Text segment:
It was not, therefore, a surprise to any one when the white Republican members of the Mississippi Legislature gave expression to their entire willingness to vote for a suitable colored man to represent the state of Mississippi in the highest and most dignified legislative tribunal in the world. The next step was to find the man. The name of the Rev. James Lynch was first suggested. That he was a suitable and fit man for the position could not be denied. But he had just been elected Secretary of State for a term of four years, and his election to the Senate would have created a vacancy in the former office which would have necessitated the holding of another State election and another election was what all wanted to avoid. For that reason his name was not seriously considered for the Senatorship.

Listed entries:
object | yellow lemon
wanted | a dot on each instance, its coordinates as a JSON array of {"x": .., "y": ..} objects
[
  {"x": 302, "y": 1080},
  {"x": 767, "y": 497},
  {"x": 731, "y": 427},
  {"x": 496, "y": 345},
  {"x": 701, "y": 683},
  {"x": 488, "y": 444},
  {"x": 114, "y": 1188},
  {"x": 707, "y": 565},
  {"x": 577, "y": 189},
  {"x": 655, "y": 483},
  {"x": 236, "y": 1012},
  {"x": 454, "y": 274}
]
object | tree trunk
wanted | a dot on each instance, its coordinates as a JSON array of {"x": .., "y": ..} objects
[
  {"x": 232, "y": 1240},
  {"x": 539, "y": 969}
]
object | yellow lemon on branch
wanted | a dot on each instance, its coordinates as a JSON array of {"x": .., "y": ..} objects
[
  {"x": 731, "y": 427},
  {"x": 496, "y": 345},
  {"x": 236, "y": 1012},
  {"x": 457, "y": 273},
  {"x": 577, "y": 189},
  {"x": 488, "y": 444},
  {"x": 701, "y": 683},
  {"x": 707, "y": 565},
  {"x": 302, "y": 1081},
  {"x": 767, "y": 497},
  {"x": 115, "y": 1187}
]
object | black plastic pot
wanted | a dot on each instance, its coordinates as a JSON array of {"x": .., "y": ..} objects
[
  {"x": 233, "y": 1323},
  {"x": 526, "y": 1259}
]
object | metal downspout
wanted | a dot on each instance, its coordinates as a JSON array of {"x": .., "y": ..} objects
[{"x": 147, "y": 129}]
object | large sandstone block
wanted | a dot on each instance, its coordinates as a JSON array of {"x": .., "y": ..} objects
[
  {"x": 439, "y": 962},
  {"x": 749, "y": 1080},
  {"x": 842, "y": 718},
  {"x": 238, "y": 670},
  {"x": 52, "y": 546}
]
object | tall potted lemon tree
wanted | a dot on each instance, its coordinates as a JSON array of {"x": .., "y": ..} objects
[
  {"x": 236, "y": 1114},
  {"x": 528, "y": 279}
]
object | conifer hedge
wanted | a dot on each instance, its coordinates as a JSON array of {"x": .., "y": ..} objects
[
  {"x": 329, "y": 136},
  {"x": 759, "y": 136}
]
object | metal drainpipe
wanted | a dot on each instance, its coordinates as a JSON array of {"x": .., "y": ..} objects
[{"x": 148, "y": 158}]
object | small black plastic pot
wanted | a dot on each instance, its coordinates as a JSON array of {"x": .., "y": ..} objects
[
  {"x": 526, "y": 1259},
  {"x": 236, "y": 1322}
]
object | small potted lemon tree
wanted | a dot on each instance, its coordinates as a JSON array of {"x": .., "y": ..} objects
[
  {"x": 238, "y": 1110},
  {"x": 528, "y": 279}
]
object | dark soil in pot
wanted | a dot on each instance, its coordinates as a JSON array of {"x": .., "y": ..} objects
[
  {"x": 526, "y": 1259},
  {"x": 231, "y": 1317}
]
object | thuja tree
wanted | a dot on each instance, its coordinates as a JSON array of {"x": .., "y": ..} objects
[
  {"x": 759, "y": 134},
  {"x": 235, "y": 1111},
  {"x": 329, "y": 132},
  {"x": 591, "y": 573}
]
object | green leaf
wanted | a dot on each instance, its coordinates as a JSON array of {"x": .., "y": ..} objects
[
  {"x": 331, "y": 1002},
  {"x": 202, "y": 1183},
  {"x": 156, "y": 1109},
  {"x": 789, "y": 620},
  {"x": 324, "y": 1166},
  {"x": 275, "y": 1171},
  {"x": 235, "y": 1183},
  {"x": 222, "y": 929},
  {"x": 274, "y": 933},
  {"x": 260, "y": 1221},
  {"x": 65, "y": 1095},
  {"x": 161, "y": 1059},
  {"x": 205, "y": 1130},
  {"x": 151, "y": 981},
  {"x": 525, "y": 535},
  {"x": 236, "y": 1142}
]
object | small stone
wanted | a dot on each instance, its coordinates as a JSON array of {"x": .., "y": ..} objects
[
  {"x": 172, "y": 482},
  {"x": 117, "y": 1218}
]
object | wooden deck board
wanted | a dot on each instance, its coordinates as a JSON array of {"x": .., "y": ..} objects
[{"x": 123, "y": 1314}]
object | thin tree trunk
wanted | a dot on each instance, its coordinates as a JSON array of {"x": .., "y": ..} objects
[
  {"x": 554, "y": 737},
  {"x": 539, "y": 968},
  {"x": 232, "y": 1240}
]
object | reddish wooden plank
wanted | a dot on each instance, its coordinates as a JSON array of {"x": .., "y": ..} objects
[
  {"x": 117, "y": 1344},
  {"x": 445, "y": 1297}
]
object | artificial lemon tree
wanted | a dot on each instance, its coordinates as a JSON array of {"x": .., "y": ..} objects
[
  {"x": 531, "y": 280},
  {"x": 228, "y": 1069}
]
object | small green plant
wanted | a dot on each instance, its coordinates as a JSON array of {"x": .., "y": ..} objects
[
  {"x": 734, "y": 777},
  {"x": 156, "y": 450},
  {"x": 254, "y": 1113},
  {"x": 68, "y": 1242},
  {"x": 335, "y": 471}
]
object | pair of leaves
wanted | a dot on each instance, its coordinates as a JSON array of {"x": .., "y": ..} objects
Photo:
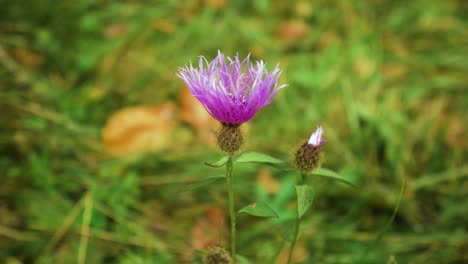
[
  {"x": 200, "y": 183},
  {"x": 305, "y": 197},
  {"x": 248, "y": 157}
]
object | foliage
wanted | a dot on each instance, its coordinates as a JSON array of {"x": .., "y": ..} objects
[{"x": 387, "y": 79}]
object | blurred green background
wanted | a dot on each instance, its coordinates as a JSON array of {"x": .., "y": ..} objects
[{"x": 98, "y": 136}]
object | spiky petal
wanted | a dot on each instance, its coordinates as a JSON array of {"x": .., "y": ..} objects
[{"x": 231, "y": 90}]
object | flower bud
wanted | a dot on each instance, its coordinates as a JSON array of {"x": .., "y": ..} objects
[{"x": 308, "y": 156}]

Task instructions:
Write out the full passage on the Mississippi Legislature's search for a Senate candidate, word for word. Rely only on the passage about the Mississippi Legislature and set the entries aside.

Solution:
It was not, therefore, a surprise to any one when the white Republican members of the Mississippi Legislature gave expression to their entire willingness to vote for a suitable colored man to represent the state of Mississippi in the highest and most dignified legislative tribunal in the world. The next step was to find the man. The name of the Rev. James Lynch was first suggested. That he was a suitable and fit man for the position could not be denied. But he had just been elected Secretary of State for a term of four years, and his election to the Senate would have created a vacancy in the former office which would have necessitated the holding of another State election and another election was what all wanted to avoid. For that reason his name was not seriously considered for the Senatorship.